*** Block opens ***

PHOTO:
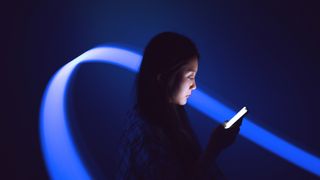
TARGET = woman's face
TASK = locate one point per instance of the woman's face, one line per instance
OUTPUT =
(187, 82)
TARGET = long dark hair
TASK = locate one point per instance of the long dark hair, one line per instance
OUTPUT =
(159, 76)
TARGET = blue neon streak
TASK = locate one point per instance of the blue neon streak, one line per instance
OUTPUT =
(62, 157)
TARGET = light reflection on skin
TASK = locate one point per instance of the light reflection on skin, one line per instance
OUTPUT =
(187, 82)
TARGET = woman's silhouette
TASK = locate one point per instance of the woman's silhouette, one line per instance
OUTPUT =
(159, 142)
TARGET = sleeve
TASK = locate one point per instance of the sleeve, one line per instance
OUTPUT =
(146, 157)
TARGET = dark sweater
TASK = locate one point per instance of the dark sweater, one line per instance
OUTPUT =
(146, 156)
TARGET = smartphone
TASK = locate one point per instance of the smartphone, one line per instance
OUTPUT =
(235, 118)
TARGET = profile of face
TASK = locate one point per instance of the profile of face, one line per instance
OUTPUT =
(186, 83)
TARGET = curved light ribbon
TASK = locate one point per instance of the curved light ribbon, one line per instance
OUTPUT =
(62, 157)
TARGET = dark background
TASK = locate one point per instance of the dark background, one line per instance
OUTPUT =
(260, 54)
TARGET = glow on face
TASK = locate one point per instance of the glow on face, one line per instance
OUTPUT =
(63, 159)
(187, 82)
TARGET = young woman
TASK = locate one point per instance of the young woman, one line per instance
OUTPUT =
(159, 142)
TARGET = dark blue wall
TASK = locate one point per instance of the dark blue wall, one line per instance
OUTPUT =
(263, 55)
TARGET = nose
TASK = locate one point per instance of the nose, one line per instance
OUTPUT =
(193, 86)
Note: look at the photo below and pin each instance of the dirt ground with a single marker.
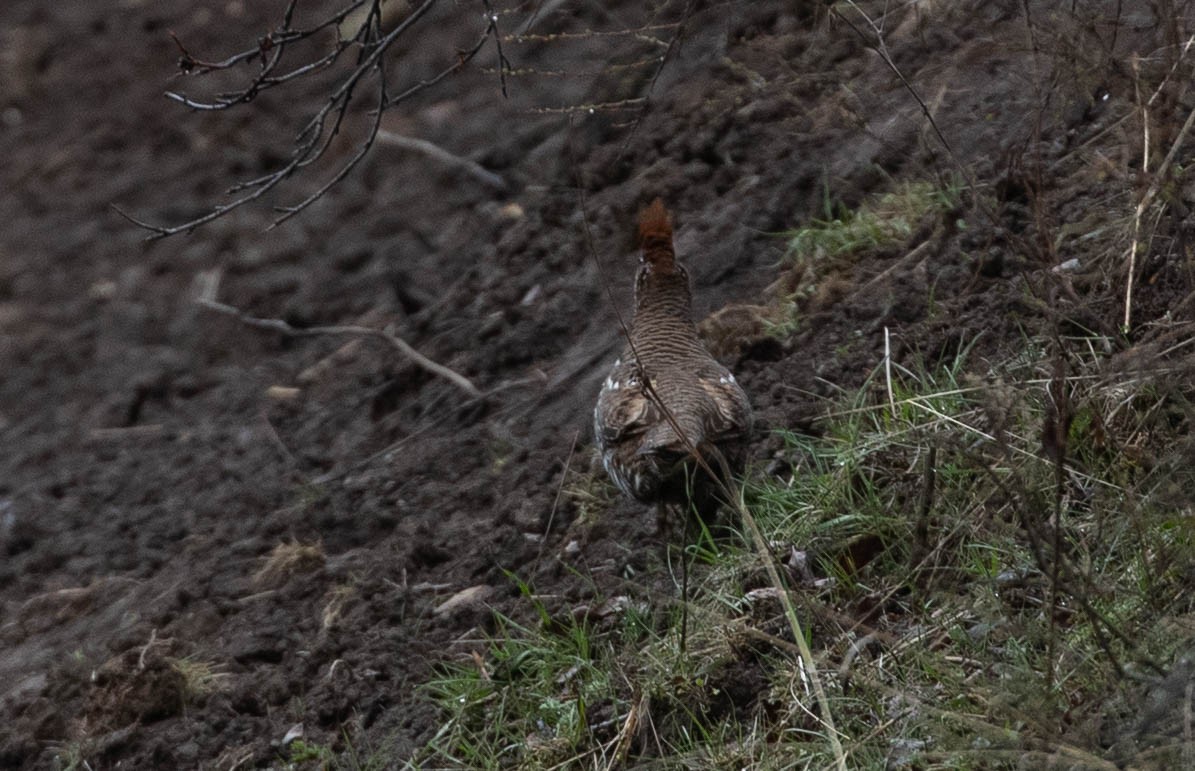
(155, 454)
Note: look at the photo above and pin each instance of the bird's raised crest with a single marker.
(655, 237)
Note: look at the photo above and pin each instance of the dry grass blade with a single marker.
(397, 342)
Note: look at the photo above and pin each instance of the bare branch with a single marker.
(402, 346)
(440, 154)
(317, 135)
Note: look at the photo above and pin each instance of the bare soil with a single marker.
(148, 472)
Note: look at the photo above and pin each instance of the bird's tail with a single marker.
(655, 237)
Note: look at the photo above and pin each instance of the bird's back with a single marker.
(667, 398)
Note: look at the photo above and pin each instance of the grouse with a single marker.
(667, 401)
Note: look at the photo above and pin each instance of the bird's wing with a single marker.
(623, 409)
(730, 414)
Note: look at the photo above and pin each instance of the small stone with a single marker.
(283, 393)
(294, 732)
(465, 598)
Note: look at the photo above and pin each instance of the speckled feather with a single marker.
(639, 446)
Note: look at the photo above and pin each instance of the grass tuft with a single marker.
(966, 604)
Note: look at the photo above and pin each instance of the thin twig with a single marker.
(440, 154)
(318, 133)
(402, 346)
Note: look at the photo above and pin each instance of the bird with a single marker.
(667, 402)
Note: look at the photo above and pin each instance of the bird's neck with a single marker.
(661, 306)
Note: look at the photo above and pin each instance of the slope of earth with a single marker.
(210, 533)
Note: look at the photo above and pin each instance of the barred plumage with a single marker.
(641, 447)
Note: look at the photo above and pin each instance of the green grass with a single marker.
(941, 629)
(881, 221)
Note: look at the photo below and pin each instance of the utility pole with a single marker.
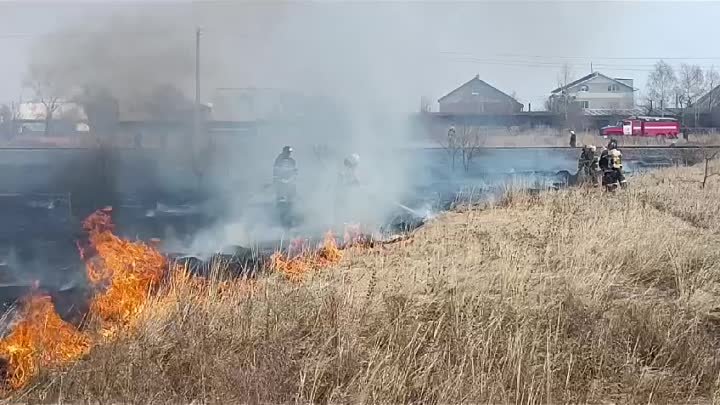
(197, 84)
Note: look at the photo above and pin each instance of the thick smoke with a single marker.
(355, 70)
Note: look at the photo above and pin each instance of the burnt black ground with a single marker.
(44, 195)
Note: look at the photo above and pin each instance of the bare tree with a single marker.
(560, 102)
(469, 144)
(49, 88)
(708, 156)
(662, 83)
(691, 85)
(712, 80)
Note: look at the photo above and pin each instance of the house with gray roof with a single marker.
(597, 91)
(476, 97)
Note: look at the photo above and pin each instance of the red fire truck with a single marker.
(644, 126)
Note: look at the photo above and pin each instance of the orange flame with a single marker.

*** Block closes ***

▸ **Directions**
Repeat the records above verbatim, with no pictures in the result.

▸ **Answer space**
PHOTO:
TARGET = woman's face
TASK = locate one point per instance of the woman's face, one line per instance
OUTPUT =
(187, 82)
TARGET = long dark hair
TASK = locate one point per instance of the long dark hair, one line per instance
OUTPUT =
(159, 76)
TARGET = blue neon streak
TASK = locate one point per instance of the blue neon streak, one line per instance
OUTPUT =
(62, 157)
TARGET = light reflection on skin
TASK = locate one point per instance of the light reflection on skin, one line per instance
OUTPUT =
(187, 82)
TARGET = woman's silhouette
TASK = locate one point per instance of the woman's silhouette, one line per instance
OUTPUT =
(159, 142)
TARGET = sleeve
TASK = locate one point per instance of the sleeve, one line per instance
OUTPUT =
(146, 157)
TARGET = dark sweater
TASK = locate one point per instance of the dark sweater, one line per instance
OUTPUT =
(146, 156)
TARGET = smartphone
TASK = locate one point per instance of the smartphone, one line per instance
OUTPUT =
(235, 118)
TARGET = profile of face
TASK = locate one point per instance of the profile of face, one line per instance
OUTPUT =
(186, 83)
TARGET = curved light ribbon
TASK = locate one point per instance of the curved light ribbon, one line per instance
OUTPUT =
(62, 157)
TARGET = dark background
TASK = locate one point per instance of the dark background, one line per instance
OUTPUT =
(260, 54)
TARGET = glow on face
TASK = locate one point per instance of the glow on face, one line per instance
OUTPUT =
(63, 159)
(187, 82)
TARGET = young woman
TASK = locate one point per instance of the young woman, one line per instance
OUTPUT =
(159, 142)
TARGET = dark blue wall
TASK = locate one point per instance of the dark blue wall, one line per instance
OUTPUT =
(263, 55)
TARGET = nose
TASK = locate one point per instance of the nose, one line per instance
OUTPUT =
(193, 86)
Note: look at the photo below and pin each instance of the dirt ground with a single marker.
(155, 454)
Note: look at the photo above and pin each instance of the bird's raised crest with a single marker.
(655, 237)
Note: look at the photo above and pin each instance of the dry grass blade with a single marker.
(397, 342)
Note: look at the photo above and pin each instance of the bare branch with a single marker.
(402, 346)
(440, 154)
(317, 135)
Note: look at the photo above and pin each instance of the bare soil with a single marker.
(148, 472)
Note: look at the photo above and pin each instance of the bird's tail with a single marker.
(655, 237)
Note: look at the photo above and pin each instance of the bird's back with a single marker.
(667, 398)
Note: look at the photo above and pin each instance of the grouse with a single marker.
(667, 401)
Note: look at the photo above and pin each instance of the bird's wing with a single marker.
(623, 409)
(730, 414)
Note: look at the photo above and pin each instance of the small stone with a single marker.
(283, 393)
(294, 732)
(465, 598)
Note: look at the photo above and pin each instance of the speckled feather with a single marker.
(639, 446)
Note: look at the photo above and pin each instance of the grass tuft with a single marker.
(966, 604)
Note: look at the photo above and pin each instance of the thin twig with a single marker.
(440, 154)
(318, 133)
(402, 346)
Note: look at the photo above and pin each instance of the bird with a single marker.
(667, 402)
Note: look at the photo above and pin each instance of the bird's neck with a single marker.
(661, 306)
Note: look at the photo above and pin each instance of the slope of earth with a single marker.
(210, 533)
Note: look at the photo above and pin each instance of the barred plumage with a single marker.
(641, 447)
Note: look at the photo above and pin each instance of the green grass with a single marker.
(941, 629)
(881, 221)
Note: look at the photo below and pin each instance of the utility pole with a single marker.
(197, 84)
Note: look at the photo above and pin each instance of the thick smoke with a single marker.
(355, 70)
Note: look at the photo above and pin each instance of the burnt black ground with a single marker.
(44, 195)
Note: look at the photo above and pin each instance of the bare tree with a single marker.
(560, 102)
(469, 144)
(49, 88)
(708, 156)
(662, 83)
(691, 85)
(712, 80)
Note: look at the photo above and pin each instance of the house with gray roof with a single marker.
(597, 91)
(476, 97)
Note: look at the photo above and pin each instance of the red fire truck with a single marker.
(644, 126)
Note: look at the photo above and pin each instance of the orange flame with a single marker.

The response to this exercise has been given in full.